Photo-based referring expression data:
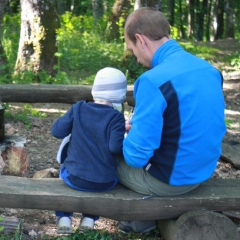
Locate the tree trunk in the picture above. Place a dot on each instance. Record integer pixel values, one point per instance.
(220, 19)
(191, 17)
(201, 11)
(120, 10)
(208, 19)
(229, 18)
(182, 30)
(97, 6)
(37, 44)
(4, 70)
(170, 10)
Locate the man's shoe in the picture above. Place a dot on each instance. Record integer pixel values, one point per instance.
(64, 225)
(136, 226)
(86, 224)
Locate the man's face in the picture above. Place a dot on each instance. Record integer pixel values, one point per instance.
(139, 51)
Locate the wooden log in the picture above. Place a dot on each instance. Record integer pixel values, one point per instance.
(50, 93)
(119, 203)
(199, 225)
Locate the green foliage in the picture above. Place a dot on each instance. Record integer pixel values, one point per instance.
(1, 227)
(83, 50)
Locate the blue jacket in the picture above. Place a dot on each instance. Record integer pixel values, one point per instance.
(178, 122)
(97, 133)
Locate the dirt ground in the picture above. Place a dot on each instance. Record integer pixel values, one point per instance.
(42, 148)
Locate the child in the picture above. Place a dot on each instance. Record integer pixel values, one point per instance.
(96, 132)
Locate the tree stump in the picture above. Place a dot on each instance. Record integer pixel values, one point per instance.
(199, 225)
(13, 156)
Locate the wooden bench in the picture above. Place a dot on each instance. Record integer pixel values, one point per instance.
(190, 216)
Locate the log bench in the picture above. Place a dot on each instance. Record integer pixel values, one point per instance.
(193, 216)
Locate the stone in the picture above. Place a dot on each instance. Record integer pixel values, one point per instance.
(47, 173)
(14, 159)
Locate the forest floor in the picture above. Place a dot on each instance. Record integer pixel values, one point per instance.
(42, 148)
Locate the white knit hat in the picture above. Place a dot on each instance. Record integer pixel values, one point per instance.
(110, 85)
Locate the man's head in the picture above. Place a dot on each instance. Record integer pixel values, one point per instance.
(146, 29)
(110, 85)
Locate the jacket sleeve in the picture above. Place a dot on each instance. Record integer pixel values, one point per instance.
(62, 127)
(147, 122)
(117, 134)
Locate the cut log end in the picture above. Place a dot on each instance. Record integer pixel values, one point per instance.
(199, 225)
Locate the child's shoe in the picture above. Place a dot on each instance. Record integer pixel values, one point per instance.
(64, 225)
(86, 224)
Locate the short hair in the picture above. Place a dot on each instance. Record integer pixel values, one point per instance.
(149, 22)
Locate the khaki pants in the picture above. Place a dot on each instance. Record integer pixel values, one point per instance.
(139, 180)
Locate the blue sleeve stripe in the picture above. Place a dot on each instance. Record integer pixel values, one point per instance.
(164, 157)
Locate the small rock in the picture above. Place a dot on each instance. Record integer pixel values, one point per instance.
(47, 173)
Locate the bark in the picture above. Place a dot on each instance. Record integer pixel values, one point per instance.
(4, 70)
(191, 18)
(37, 44)
(220, 20)
(182, 30)
(120, 10)
(229, 19)
(170, 10)
(97, 6)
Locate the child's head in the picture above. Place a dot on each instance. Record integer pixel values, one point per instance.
(110, 85)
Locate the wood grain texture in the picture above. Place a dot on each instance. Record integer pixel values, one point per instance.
(118, 204)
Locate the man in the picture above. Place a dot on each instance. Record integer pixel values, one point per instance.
(174, 137)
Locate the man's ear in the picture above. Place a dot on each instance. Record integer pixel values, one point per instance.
(140, 38)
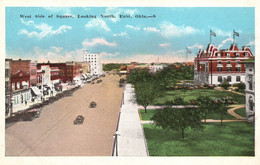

Exercise
Transcribe all of the records above character for character. Exclude the pictures.

Reply
Locate the tree trunk in the picture above. Place a dot on each instance. Record integer pixel values, one point per instance.
(220, 19)
(191, 17)
(201, 11)
(120, 10)
(208, 19)
(229, 18)
(182, 30)
(97, 6)
(37, 44)
(4, 70)
(170, 10)
Locate the man's shoe in the picture above. Place a dot on each instance. Record integer pixel values, one point per instance.
(64, 225)
(136, 226)
(86, 224)
Locate the man's face in the picture above. Place a dot on each instance. Record integer pixel values, one point per instance.
(139, 51)
Locate the wooden log in the picture above. Place a dot on each instance. Record integer pixel values, one point per instance.
(50, 93)
(119, 203)
(199, 225)
Locate the green foliage in the picture above. Place a dot on each instance. Record integer pixel values, one point per instance.
(1, 227)
(83, 50)
Locate the blue jacket in the picture above. Place a dot on each instance. Record integer pixel values, one point per instance.
(178, 122)
(97, 133)
Locate the dirt ground in the picture above. Place a dot on each instance. Record integer pixel values, one point per instance.
(42, 148)
Locate the child in the picture above. Place a dot on each instance. Record integer pixel values, one point per instance.
(96, 132)
Locate the tree stump in the picture above. Place a dot on each instance. Record integer pixel values, one point per instance.
(199, 225)
(13, 156)
Locate the wooden bench in the picture above. Place a dot on each instance. Record integer pixel values, one point per instance.
(190, 216)
Locate the log bench in the picture above. Place a dot on each instance. Record integer pixel values, one point per instance.
(193, 216)
Locate the stone in the picture above. Place a dot on each instance. Record integer pixel values, one point per instance.
(47, 173)
(14, 159)
Locate the forest floor in the picture above. Place a dot on each instance. Record integer pixel values, one point per instance.
(42, 148)
Locate the white knit hat in the picture above. Place a dot on each instance. Record integer pixel values, one point per instance.
(110, 85)
Locate the man's head in the picture above. Place a dot on each instance. Record integer pixel values, one point per instance.
(146, 29)
(110, 85)
Locate the jacket sleeve in the picture above. Place a dot on each instance. Record integer pixel values, one point per instance.
(62, 127)
(147, 122)
(117, 134)
Locate the cut log end in the picture above. Place a dot on each instance. Record integer pixel values, one point per instance.
(199, 225)
Locate the child's shoe in the picture above. Place a dot on each instance. Record integer pixel values, one point per instance.
(64, 225)
(86, 224)
Locate the short hair in the picture above. Place a dot on each instance. Record integer pixel values, one point per instance.
(149, 22)
Locate the khaki pants in the picture above. Place a dot on each instance. Record integer pixel values, one point per instance.
(139, 180)
Locate the blue sleeve stripe in the picture above. Place a dot on each instance. Record integer pixel values, one point per instance.
(164, 157)
Locate the small rock in the picture above. Place a dot on each instance. Record integer pixel values, one point per instance.
(47, 173)
Locate the bark in the picture above. Place a dot on each instance. Record integer pixel values, one point per instance.
(4, 70)
(191, 18)
(37, 44)
(220, 20)
(182, 30)
(120, 10)
(229, 19)
(170, 10)
(97, 6)
Locate the child's head in the picture above. Place a dot on each instance. Record integer pixel values, one point per instance.
(110, 85)
Locate the wood grain texture in the picture above. Place a dot on each instance. Record integer pixel values, one point per instance.
(118, 204)
Locate the man in the picture above. Place a dot on each instance. Record integer pixel values, one point per instance.
(174, 137)
Locate the man's ear in the picture above. Place a dot on each instance. Record integer pixel values, one point per instance.
(140, 38)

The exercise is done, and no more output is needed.